*PROMPT:* Please rewrite the stretch of records from the line containing "I'd appreciate it if you could detect the red brick building" through the line containing "[0,0,158,120]", replacing "red brick building" with "stone tower" and leaving everything else unchanged.

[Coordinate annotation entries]

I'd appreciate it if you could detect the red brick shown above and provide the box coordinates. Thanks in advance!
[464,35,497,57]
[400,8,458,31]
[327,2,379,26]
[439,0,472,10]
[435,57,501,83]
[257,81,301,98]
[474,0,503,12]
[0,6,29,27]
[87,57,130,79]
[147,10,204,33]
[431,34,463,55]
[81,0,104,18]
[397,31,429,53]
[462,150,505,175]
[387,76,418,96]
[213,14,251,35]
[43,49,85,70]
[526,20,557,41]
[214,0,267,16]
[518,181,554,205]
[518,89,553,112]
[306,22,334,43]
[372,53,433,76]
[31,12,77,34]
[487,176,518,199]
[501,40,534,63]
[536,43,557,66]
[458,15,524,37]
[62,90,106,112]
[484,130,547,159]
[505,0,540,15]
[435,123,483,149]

==

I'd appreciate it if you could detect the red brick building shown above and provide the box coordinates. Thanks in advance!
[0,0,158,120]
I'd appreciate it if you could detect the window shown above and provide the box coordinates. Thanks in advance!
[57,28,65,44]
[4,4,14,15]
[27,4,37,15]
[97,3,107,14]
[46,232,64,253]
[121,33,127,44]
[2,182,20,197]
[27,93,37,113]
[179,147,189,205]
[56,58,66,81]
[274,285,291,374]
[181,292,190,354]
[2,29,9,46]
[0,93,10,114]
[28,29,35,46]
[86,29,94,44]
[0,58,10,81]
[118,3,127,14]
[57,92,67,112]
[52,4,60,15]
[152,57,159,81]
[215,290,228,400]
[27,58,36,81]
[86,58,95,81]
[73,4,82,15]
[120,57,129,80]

* * *

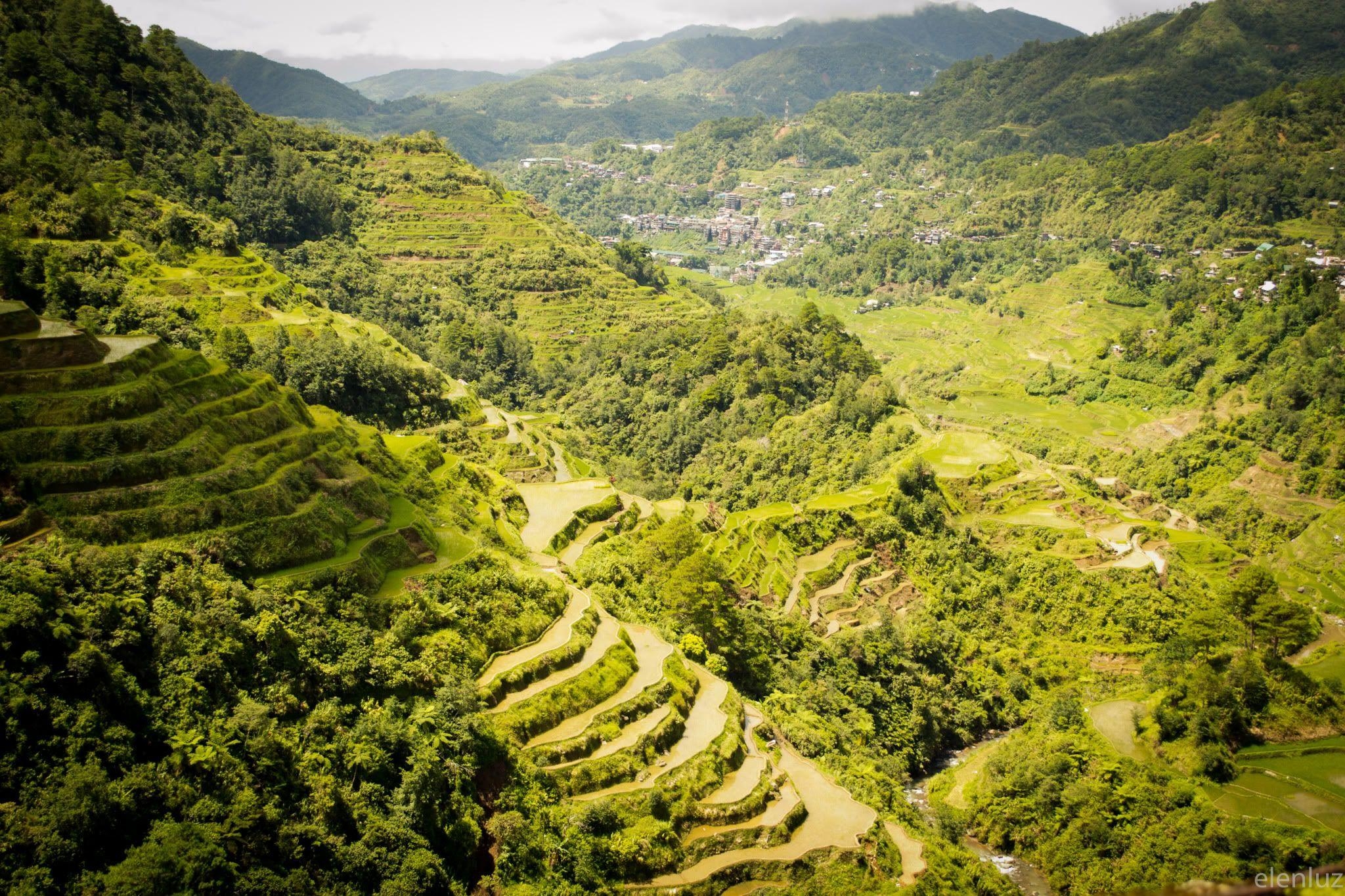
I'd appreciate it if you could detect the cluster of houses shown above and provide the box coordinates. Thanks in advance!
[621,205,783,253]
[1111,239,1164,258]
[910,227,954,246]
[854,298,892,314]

*EXERCISE SOLUTION:*
I'd appreciate it if you could detect the stone tower shown above and provide the box coordinates. Thanks in advance!
[0,0,158,120]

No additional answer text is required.